- **WHAT TO WORK ON**: Could the lines from the one with "Please indicate the tower" through the end of the listing be restated exactly, with nothing else included?

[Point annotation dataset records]
# # # # # # #
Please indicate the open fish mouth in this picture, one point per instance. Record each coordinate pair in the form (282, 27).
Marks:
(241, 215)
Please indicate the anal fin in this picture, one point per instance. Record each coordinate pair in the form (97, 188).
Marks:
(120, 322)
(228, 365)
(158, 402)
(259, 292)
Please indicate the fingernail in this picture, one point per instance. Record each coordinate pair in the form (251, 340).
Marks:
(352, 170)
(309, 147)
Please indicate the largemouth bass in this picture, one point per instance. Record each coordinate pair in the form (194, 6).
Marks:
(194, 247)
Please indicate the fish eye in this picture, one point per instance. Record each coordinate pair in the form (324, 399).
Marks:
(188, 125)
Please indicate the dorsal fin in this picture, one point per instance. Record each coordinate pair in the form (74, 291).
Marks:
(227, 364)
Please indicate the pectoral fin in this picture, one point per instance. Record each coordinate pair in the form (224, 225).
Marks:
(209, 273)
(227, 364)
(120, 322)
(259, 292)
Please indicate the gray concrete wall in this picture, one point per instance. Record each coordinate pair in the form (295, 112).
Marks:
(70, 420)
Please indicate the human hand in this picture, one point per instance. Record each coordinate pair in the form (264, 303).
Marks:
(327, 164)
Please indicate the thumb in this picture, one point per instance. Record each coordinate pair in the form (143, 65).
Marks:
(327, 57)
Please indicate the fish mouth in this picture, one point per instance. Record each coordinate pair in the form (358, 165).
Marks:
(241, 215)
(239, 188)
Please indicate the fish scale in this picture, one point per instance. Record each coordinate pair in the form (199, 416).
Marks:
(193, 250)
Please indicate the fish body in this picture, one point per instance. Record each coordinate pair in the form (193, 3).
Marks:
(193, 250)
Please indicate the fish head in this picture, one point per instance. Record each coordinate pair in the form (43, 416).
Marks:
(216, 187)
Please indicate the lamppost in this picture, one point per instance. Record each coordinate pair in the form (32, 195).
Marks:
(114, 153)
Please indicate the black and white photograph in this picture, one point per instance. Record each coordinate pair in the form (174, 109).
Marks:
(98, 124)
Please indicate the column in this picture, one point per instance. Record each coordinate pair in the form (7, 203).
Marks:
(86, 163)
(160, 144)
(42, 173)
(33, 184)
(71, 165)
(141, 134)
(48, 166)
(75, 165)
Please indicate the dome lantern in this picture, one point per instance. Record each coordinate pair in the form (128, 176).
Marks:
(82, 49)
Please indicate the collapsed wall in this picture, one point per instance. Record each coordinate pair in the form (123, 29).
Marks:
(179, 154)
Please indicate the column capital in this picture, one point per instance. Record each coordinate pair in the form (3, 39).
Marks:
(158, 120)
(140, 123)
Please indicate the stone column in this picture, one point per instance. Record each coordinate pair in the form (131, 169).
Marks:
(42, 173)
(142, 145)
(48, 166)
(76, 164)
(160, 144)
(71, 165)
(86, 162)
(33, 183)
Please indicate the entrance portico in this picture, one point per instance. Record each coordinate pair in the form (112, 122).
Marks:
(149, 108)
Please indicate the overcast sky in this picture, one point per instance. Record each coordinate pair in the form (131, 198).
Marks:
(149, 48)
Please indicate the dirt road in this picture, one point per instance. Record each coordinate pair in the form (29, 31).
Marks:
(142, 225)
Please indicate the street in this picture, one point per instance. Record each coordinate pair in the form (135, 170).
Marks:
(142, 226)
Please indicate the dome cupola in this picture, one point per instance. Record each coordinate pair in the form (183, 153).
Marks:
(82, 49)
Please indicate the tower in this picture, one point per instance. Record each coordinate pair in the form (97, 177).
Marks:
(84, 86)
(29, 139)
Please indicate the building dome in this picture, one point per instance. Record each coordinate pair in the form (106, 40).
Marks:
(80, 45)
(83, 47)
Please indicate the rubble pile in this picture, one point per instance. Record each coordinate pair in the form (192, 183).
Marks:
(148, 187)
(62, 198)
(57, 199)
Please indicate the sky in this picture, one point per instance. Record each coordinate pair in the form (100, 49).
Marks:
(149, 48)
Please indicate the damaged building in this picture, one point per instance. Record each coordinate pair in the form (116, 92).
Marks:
# # # # # # #
- **SOLUTION FOR THIS TASK**:
Please indicate the tower in this picture, one point per instance. Record each coordinate pair in the form (97, 177).
Marks:
(84, 86)
(29, 139)
Please indicate the building dome in this picture, one point per instance. Record each coordinate pair in the form (106, 40).
Marks:
(80, 45)
(83, 47)
Please indicate the rubble pile in this picture, one point per instance. Record each coordinate pair in the form (192, 183).
Marks:
(148, 187)
(62, 198)
(57, 199)
Please indicate the sky in this picture, one point per instance. Record each coordinate pair in the form (100, 49).
Marks:
(149, 48)
Please indicate the damaged building in this picture, one point per instance. Record each coordinate pair in the form (116, 92).
Marks:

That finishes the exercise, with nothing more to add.